Given text:
········

Beginning April 13, the Houston Health Department doubled its capacity for novel coronavirus testing at its two testing sites and is now administering 1,000 tests per day to people regardless of being symptomatic.
To test for COVID-19, samples are taken from the upper respiratory system, such as nasal secretions from the back of the nose or throat; the samples are then sent to laboratories where samples are analyzed for evidence of the virus, according to the Centers for Disease Control and Prevention. As previously reported by Community Impact Newspaper, the Greater Houston area offers a number of drive-thru testing sites for residents, including two new Harris County sites announced earlier April 16.
The Houston Health Department administers nasopharyngeal, or nasal, swab tests via a drive-thru service to anyone regardless of symptoms, according to Public Information Officer Porfirio Villarreal. To register for a test, patients are asked to call the department’s call center at 832-393-4220.
“We tell them to call because we don't want people just showing up and testing. ... We want to make sure that we have enough [tests],” Villarreal said. “We don't want people to flock to one [location], and so we make sure that there is enough space for them, especially now since we will open to anyone who wants the test.”
Testing site information is disclosed to patients after calling the center to manage traffic at both testing sites and minimize the risk of exposure. To better manage calls and reduce wait times, Villarreal said the health department expanded its call center staff from 12-15 people at the beginning of March to 50 staff members as of April 15.
Once at the drive-thru testing site, patients will receive a self-administered nasal swab test by a health care professional from the department, Villarreal said. After unwrapping the packaging containing the swab, patients then insert the swab midway into one nostril, rotate the swab twice and hold it in place for 15 seconds. The process is then repeated in the second nostril.

········

Available data:
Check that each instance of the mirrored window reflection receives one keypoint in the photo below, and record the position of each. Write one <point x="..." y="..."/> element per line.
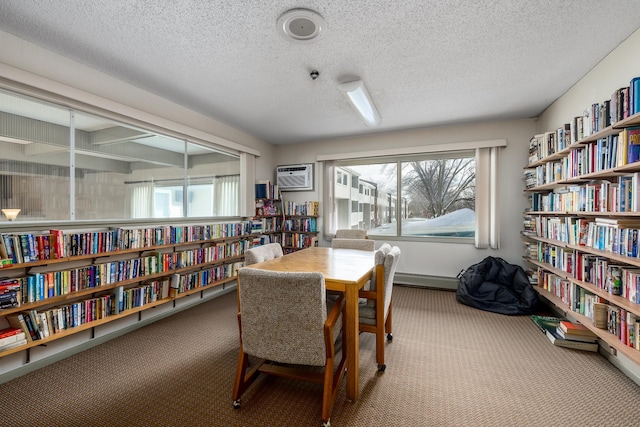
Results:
<point x="124" y="172"/>
<point x="34" y="165"/>
<point x="120" y="171"/>
<point x="213" y="182"/>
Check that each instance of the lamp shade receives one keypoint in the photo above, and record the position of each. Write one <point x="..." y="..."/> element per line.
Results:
<point x="356" y="92"/>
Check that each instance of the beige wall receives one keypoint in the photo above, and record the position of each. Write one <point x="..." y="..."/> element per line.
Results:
<point x="613" y="72"/>
<point x="419" y="258"/>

········

Things to do:
1: According to the article on Houston's COVID-19 testing, how many staff members did the health department's call center have as of April 15?
2: List, in order, the steps the testing article says patients take with the nasal swab at the drive-thru site.
3: Continue the article on the Houston Health Department's drive-thru testing from the point where it stops.
The rows come from a separate source, not from the article on testing.

Responses in order:
1: 50 staff members.

2:
1. Unwrap the packaging containing the swab.
2. Insert the swab midway into one nostril.
3. Rotate the swab twice.
4. Hold it in place for 15 seconds.
5. Repeat the process in the second nostril.

3:
Patients then place the soft end of the swab into the provided tube, break off the remaining tip of the swab stick and close the tube with the provided tube cap. The sample is then returned to the health care professional, who will then seal the sample and place it in a refrigerated container before sending it to a lab to be analyzed; the lab will report results to the patient at a later time.
Villarreal said people who test with the health department can expect to receive results in about two to four days.
Labs will then report their findings to the local public health authorities in accordance with where the test subject lives. If a test is positive, epidemiologists with the health department will reach out to the test subject and begin contact tracing efforts, Villarreal explained.
“When somebody is confirmed with illness, then we get in touch with that person, and we try to get as much information as possible to make sure that we contact other people who may have been in close proximity [or] in close contact with the positive person to let them know that they possibly [have] been exposed,” Villarreal said.
Other facilities, such as Next Level Urgent Care, also offer curbside nasal swab testing for the coronavirus. According to Director of Business Development Cheryl Bertrand, patients must be evaluated by a Next Level Urgent Care health care provider via a virtual visitation before scheduling a test.
“This is convenient because they can have their virtual visit from home, and then we give them a specific time to come,” Bertrand said. “They drive right up; we have someone go to their car; we do the swab test, and you would receive your results much quicker than many of the national testing sites because we're using a private lab.”
Patients can expect results in 24-48 hours after being tested, Bertrand said. Virtual visits, which can be billed through insurance providers, cost $75, and tests including lab analysis cost $120, Bertrand said.
Bertrand also said Next Level Urgent Care health professionals are able to offer follow-up health care for medical treatment of symptoms or other illnesses.
“If [patients test] positive, then we talk to them about, ‘How are you feeling now? Do you need medication for your symptoms? Has something become more severe? Do you need to go to the [emergency room]?’” Bertrand said. “Our provider talks with them over the phone about where they are right now at the stage of illness.”
Antibody testing, also known as serology testing, is another form of coronavirus testing that is instead conducted via a small blood sample to detect the presence of antibodies in the body formed in reaction to COVID-19.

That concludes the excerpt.